##### Provided information #####
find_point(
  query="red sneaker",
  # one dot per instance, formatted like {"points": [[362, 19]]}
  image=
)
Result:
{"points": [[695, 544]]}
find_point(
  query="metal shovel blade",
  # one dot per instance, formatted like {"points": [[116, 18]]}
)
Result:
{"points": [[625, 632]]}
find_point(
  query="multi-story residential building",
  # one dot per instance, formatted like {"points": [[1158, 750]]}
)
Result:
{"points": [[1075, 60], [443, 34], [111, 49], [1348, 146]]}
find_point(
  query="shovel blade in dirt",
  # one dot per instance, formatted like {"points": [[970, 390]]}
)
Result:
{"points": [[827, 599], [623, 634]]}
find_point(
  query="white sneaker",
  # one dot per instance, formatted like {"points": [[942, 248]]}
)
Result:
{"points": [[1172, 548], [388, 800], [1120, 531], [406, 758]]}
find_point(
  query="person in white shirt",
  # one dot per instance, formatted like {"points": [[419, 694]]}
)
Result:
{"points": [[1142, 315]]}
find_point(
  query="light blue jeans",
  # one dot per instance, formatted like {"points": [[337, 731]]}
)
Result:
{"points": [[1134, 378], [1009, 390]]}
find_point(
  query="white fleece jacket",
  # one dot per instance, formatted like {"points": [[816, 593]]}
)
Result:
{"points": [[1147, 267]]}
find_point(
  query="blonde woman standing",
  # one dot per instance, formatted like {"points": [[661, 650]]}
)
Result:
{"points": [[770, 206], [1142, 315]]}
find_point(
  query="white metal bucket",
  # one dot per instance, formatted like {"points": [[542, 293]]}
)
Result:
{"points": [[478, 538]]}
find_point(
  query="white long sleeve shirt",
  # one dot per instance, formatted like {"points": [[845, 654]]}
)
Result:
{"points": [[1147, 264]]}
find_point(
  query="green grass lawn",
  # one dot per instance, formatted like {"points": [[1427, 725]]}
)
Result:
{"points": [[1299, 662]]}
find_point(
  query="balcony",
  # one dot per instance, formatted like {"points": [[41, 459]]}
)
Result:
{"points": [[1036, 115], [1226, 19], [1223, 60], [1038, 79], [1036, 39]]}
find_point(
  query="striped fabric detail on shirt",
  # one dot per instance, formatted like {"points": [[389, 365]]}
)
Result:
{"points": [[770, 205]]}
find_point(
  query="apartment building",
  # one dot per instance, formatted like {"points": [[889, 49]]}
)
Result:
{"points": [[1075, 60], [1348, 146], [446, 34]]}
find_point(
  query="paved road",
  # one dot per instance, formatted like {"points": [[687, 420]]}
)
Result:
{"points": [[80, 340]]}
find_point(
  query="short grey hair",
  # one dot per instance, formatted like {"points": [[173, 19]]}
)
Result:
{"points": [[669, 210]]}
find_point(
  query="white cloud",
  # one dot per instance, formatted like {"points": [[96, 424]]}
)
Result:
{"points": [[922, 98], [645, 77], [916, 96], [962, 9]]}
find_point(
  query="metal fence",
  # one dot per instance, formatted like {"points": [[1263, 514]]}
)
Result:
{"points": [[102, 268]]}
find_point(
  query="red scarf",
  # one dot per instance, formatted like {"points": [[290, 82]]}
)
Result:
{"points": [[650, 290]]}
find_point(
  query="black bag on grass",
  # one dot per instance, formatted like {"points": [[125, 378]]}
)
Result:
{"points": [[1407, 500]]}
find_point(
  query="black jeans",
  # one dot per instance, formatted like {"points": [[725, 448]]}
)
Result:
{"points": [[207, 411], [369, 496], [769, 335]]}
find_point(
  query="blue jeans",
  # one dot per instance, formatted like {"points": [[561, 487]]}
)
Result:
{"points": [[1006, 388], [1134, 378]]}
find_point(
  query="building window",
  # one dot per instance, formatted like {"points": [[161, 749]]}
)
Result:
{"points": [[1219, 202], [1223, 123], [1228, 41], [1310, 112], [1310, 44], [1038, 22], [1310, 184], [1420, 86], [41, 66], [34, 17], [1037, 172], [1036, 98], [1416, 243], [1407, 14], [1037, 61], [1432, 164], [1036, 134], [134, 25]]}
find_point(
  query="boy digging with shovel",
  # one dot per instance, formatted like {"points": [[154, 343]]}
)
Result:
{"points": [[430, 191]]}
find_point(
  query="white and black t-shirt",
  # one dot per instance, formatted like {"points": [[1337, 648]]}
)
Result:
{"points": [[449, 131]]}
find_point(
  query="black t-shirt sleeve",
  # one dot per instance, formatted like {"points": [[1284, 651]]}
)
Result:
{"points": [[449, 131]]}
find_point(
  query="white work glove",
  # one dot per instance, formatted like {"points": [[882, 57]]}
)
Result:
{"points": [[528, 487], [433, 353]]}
#####
• Task goal: Transcribe the listing above exactly, including every line.

• Worked solution:
find_point(
  query="red sneaker",
  # one dot per instance, formatted like {"points": [[362, 19]]}
  image=
)
Result:
{"points": [[695, 544]]}
find_point(
  query="metal shovel blade",
  # one dot per instance, formatted like {"points": [[116, 18]]}
)
Result:
{"points": [[625, 632]]}
find_point(
  query="multi-story residential building",
  # one dot per instance, formatted like {"points": [[1158, 750]]}
)
Result:
{"points": [[1075, 60], [443, 34], [111, 49], [1348, 146]]}
find_point(
  query="shovel blade in dirt",
  # one dot per instance, formatted like {"points": [[970, 390]]}
)
Result:
{"points": [[827, 599], [623, 634]]}
find_point(
  query="white sneaker",
  # one dot per instance, formatted like {"points": [[942, 248]]}
)
Result:
{"points": [[1172, 548], [388, 800], [1120, 531], [406, 758]]}
find_point(
  query="person in white shirt",
  # one dot per instance, formatted like {"points": [[419, 694]]}
)
Result:
{"points": [[1142, 315]]}
find_point(
  query="light blue jeans",
  # one dot per instance, formatted like {"points": [[337, 731]]}
)
Result:
{"points": [[1134, 378], [1009, 390]]}
find_point(
  query="white fleece jacket",
  # one dot per instance, formatted like {"points": [[816, 593]]}
)
Result:
{"points": [[1147, 267]]}
find_point(
  query="blonde woman standing",
  # one dot per instance, formatted like {"points": [[661, 650]]}
)
Result:
{"points": [[770, 206], [1142, 315]]}
find_point(
  query="white metal bucket",
  # one dot per instance, formatted like {"points": [[542, 293]]}
)
Result:
{"points": [[478, 538]]}
find_point(
  query="white long sleeve shirt",
  # one dot per instance, formatted like {"points": [[845, 654]]}
)
Result:
{"points": [[1147, 264]]}
find_point(
  query="green grass lawn",
  # one dot per instance, formatted like {"points": [[1427, 725]]}
)
Result:
{"points": [[1299, 662]]}
find_point(
  query="balcony",
  # one dot per instance, formatted like {"points": [[41, 459]]}
)
Result:
{"points": [[1036, 115], [1226, 19], [1223, 60], [1038, 79], [1036, 39]]}
find_point(
  query="striped fabric detail on shirt",
  # one dot per instance, formatted like {"points": [[389, 365]]}
)
Result:
{"points": [[770, 205]]}
find_point(
  query="apartment building",
  # one dot per instance, formatted like {"points": [[889, 49]]}
)
Result:
{"points": [[1075, 60], [1348, 146], [446, 34]]}
find_point(
  query="paved road",
  # one dot per instance, formatted like {"points": [[687, 420]]}
)
Result:
{"points": [[80, 340]]}
find_point(
  query="short grey hair",
  # one dot per instance, formatted like {"points": [[173, 19]]}
)
Result:
{"points": [[669, 210]]}
find_point(
  query="white cloud",
  # one dot per instance, formatted like {"points": [[96, 424]]}
)
Result:
{"points": [[922, 98], [645, 77], [916, 96], [962, 9]]}
find_point(
  query="metal fence",
  # one dot per instance, formatted like {"points": [[1263, 514]]}
)
Result:
{"points": [[102, 268]]}
find_point(
  query="red scarf",
  # one dot per instance, formatted like {"points": [[290, 82]]}
)
Result:
{"points": [[650, 290]]}
find_point(
  query="black bag on grass",
  # one dot per instance, formatted like {"points": [[125, 378]]}
)
Result:
{"points": [[1407, 500]]}
find_point(
  query="black jeans",
  # one dot per instance, formatted like {"points": [[725, 448]]}
)
Result:
{"points": [[207, 411], [369, 496], [769, 335]]}
find_point(
  query="blue jeans",
  # one dot per instance, formatted like {"points": [[561, 487]]}
)
Result:
{"points": [[1006, 388], [1134, 378]]}
find_point(
  query="building window",
  # one dot per instance, formatted like {"points": [[161, 749]]}
)
Result:
{"points": [[1219, 202], [1223, 123], [1228, 41], [1310, 112], [1310, 44], [1038, 22], [1310, 184], [1420, 86], [41, 66], [34, 17], [1037, 172], [1036, 98], [1416, 243], [1407, 14], [1037, 61], [1432, 164], [1036, 134], [134, 25]]}
find_point(
  query="boy digging with shovel",
  # one dot per instance, formatted like {"points": [[154, 343]]}
)
Result:
{"points": [[430, 191]]}
find_point(
  query="white and black t-shirt",
  # one dot per instance, formatted like {"points": [[1337, 648]]}
)
Result:
{"points": [[449, 131]]}
find_point(
  query="black t-shirt sleeve",
  # one dot per instance, formatted like {"points": [[1284, 651]]}
)
Result:
{"points": [[449, 131]]}
find_point(
  query="white work glove",
  # one dot per instance, formatted like {"points": [[882, 57]]}
)
Result:
{"points": [[528, 487], [433, 353]]}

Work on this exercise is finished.